• _WHAT TO PRODUCE_
Keep only the lines that hold the string "green", filtering out the rest of the entries below.

Saved entries:
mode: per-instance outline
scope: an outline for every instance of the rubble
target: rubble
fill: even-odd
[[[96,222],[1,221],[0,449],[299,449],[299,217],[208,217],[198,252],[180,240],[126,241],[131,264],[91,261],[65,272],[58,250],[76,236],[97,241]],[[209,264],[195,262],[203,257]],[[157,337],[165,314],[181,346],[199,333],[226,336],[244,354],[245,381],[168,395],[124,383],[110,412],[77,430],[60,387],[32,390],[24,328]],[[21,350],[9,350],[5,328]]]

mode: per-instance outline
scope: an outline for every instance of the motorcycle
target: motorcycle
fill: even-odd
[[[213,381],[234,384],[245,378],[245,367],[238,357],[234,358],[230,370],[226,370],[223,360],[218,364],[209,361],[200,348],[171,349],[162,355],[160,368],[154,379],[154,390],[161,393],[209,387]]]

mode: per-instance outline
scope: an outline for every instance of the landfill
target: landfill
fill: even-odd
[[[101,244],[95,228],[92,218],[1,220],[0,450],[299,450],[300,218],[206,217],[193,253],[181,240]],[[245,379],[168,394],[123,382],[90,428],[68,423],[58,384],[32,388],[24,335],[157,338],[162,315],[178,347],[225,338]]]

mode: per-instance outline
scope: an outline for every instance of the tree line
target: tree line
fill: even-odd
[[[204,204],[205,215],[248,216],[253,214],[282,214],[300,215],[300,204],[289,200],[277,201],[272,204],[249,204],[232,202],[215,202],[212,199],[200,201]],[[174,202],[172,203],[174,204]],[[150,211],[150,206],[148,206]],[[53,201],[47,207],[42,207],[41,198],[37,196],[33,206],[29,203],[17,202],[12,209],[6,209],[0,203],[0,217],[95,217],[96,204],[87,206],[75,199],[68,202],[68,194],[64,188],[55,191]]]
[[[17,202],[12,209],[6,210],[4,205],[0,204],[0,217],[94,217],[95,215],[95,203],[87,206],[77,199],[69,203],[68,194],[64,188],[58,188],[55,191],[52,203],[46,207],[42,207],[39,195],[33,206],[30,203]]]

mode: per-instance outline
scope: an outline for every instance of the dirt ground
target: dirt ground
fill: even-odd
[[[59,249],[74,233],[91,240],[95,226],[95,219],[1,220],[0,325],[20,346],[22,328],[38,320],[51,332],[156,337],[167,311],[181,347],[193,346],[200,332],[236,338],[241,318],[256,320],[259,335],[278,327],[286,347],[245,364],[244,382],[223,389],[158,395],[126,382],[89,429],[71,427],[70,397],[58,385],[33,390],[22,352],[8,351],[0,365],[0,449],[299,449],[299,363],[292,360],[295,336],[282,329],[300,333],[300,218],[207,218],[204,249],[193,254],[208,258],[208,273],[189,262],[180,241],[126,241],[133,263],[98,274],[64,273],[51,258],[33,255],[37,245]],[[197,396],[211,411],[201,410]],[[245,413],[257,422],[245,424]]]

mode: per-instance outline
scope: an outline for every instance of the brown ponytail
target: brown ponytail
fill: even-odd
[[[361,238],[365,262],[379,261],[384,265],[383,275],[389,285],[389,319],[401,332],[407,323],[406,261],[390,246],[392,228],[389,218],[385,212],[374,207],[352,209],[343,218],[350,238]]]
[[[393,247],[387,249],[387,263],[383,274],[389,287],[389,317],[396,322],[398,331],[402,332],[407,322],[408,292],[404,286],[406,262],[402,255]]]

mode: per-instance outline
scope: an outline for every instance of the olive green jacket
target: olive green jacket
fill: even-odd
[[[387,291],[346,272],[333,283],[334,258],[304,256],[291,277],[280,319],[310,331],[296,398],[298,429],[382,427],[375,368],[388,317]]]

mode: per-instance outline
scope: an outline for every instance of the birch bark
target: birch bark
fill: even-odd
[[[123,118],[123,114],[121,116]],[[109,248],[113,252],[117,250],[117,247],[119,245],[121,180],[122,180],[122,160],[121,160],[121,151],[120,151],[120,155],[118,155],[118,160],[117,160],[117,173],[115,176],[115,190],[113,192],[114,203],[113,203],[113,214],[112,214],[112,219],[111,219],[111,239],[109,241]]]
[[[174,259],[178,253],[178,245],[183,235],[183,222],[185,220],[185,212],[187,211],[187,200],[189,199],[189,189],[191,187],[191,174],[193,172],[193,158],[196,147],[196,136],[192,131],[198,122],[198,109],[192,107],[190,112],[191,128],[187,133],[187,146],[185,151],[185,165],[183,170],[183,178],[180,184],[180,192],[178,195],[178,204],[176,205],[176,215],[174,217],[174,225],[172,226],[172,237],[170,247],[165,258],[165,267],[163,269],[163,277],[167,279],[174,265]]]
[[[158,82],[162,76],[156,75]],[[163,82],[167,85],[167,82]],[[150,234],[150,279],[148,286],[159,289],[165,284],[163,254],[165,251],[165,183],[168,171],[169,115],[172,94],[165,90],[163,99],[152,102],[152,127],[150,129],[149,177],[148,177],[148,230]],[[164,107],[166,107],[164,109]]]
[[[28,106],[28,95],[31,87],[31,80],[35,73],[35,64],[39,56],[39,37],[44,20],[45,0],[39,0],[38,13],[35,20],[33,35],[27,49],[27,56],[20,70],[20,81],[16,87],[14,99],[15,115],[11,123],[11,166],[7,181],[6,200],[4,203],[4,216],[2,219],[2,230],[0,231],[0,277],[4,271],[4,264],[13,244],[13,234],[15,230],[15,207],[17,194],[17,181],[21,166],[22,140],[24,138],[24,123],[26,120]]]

• _RESULT OF THIS TASK_
scope: an outline for every instance of the olive green jacket
target: olive green jacket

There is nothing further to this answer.